Why this? Why now?

I have given a great deal of thought to whether or not a blog is right for me. I have been on an amazing journey - some of it very sad, some of it profoundly joyful. Transformation is possible - I know because it is happening with me.

I can't say for sure when it all started, other than it started happening with tremendous regularity upon my 40th birthday. This may be a rather normal occurence - you reach a certain age and start wondering if this is all there is in life. Am I doing what I'm meant to be doing? Are my beliefs real - what are my beliefs exactly?

Here's a smattering of the journey -

I got a divorce and began to discover and explore life from a much different perspective.

I began thinking about my health and researching and reaching out to learn things like: what I should be doing to avoid heart disease. The book, The China Study, changed my life. I am now a vegetarian. This also led me to quit smoking....and finally to stop drinking, too (I don't care what the studies say - just eat the grapes instead).

I have embarked upon an incredible spiritual journey - from a comparative religions class, to studying Ayurvedic living (of which I'm now studying to become an instructor), to learning more about Buddhism, and, as documented here in my blog, an active study of A Course In Miracles.

I am in a place in my life where I finally recognize very consciously that what I put in my mind and in my body is what comes out. As I am reminded most days when listening to Deepak Chopra's soul affirmations, "My body is the garden of my soul."

May I be of vessel of spirit, of loving-compassion.

Yes, I do think a blog is right for me. Thank you for joining me.
Namaste,

mac

Wednesday, June 15, 2011

Day 166 - Lesson 165

Let not my mind deny the Thought of God.

I think about God all day long.  Really, sometimes I wonder if I'm obsessed?  I am fully living life.  I am being aware of the present moment - much more often than ever before in my life.  I strive to make all decisions through love, and when I struggle with that, I strive to acknowledge that and move on.  So, I guess if I am obsessed it's a healthy obsession.

I really like this part of the lesson - it helped me keep some challenges in perspective today:

Practice today in hope.  For hope is indeed justified.  Your doubts are meaningless, for God is certain.

One perspective is that God can not be seen; while another is that it is impossible not to see God, for God is everywhere.  When I look at life as a miracle - I see God everywhere.  When I look at life as a grievance - I don't see God anywhere.

I choose love, miracles, and the mystery we call God....

It's a full moon - the strawberry moon - and I am off to gather with the goddesses.  Who will my archetype be this month?  I leave the decision to the universe.

- [GIVEN DATA]
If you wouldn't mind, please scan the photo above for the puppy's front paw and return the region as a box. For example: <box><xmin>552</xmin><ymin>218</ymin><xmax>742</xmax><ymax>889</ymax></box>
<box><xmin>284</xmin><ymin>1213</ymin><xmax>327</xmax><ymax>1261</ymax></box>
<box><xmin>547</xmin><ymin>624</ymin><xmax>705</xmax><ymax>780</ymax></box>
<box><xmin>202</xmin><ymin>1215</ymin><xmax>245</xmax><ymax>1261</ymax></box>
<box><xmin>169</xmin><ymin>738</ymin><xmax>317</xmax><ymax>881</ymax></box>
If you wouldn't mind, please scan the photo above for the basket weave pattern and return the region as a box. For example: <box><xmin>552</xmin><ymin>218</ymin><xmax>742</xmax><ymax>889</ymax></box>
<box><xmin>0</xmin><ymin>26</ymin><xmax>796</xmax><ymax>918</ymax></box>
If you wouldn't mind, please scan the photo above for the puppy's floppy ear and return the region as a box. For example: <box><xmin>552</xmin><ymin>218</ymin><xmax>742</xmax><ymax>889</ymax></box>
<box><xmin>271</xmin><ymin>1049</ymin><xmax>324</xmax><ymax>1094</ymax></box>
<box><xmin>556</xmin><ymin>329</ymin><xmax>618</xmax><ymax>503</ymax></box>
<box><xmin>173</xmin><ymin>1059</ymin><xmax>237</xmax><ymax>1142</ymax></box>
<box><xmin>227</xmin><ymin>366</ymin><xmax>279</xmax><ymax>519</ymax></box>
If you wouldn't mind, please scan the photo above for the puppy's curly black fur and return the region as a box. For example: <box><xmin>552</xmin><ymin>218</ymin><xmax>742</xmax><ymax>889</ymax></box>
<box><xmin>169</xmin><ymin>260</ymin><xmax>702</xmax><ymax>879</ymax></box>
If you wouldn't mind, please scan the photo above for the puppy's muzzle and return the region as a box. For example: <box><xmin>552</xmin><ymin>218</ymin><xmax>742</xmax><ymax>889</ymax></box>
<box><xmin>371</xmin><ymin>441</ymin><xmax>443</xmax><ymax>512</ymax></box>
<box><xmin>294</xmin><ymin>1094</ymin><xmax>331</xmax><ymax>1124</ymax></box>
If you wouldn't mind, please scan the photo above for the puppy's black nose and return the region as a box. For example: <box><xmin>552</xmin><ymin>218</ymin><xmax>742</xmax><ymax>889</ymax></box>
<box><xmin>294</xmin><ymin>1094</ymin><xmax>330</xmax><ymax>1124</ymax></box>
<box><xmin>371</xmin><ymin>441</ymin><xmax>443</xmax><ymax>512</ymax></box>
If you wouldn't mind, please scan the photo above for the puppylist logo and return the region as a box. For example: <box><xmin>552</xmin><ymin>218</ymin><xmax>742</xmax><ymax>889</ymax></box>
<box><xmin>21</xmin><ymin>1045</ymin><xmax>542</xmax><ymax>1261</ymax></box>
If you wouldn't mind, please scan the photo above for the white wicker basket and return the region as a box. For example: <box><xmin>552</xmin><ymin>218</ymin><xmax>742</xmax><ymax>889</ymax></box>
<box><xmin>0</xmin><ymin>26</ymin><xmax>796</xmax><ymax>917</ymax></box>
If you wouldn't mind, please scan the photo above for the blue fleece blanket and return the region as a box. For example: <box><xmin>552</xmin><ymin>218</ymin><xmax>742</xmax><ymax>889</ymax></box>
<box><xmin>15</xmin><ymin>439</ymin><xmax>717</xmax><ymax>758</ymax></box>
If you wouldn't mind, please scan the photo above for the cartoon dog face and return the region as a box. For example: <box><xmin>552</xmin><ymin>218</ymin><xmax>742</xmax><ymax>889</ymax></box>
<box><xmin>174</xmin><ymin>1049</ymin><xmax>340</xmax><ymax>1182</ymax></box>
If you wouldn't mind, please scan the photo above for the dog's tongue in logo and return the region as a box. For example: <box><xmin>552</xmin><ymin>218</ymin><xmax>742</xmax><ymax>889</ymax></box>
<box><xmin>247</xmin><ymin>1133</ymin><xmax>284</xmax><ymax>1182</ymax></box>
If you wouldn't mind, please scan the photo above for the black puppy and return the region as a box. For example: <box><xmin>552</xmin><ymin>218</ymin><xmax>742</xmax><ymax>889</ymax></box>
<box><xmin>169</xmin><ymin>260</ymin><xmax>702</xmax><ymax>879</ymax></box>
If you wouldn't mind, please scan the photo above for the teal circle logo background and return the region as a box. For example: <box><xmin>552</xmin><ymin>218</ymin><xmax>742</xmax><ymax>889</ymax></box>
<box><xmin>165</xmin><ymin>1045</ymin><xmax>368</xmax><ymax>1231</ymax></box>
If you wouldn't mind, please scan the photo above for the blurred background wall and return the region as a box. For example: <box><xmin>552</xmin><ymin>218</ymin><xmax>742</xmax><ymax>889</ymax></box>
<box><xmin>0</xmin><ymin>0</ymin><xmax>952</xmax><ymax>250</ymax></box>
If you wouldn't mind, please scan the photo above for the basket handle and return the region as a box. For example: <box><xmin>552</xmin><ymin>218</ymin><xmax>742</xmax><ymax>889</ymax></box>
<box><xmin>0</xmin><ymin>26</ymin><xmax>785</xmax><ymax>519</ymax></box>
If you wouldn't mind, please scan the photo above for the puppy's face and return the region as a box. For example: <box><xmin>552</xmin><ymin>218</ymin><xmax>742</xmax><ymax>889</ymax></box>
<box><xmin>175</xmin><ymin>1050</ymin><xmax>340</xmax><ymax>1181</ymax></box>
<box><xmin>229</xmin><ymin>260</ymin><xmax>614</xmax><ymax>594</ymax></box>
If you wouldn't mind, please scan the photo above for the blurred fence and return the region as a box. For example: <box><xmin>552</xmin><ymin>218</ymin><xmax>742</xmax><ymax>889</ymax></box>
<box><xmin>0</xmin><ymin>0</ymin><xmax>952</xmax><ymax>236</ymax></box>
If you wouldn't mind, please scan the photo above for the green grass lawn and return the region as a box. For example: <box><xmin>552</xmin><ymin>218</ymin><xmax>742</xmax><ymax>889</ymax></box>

- [REQUIRED WORK]
a. Please rewrite the stretch of the blog post from "Why this? Why" through "much different perspective.", with "separation" in place of "divorce".
b. Answer these questions from the blog post:
(i) Which book does the writer credit with changing their life?
(ii) What is the heading line of Lesson 165?
(iii) What name does the writer give the full moon?

- [SOLUTIONS FOR EACH TASK]
a.
Why this? Why now?

I have given a great deal of thought to whether or not a blog is right for me. I have been on an amazing journey - some of it very sad, some of it profoundly joyful. Transformation is possible - I know because it is happening with me.

I can't say for sure when it all started, other than it started happening with tremendous regularity upon my 40th birthday. This may be a rather normal occurence - you reach a certain age and start wondering if this is all there is in life. Am I doing what I'm meant to be doing? Are my beliefs real - what are my beliefs exactly?

Here's a smattering of the journey -

I got a separation and began to discover and explore life from a much different perspective.

b.
(i) The China Study
(ii) "Let not my mind deny the Thought of God."
(iii) The strawberry moon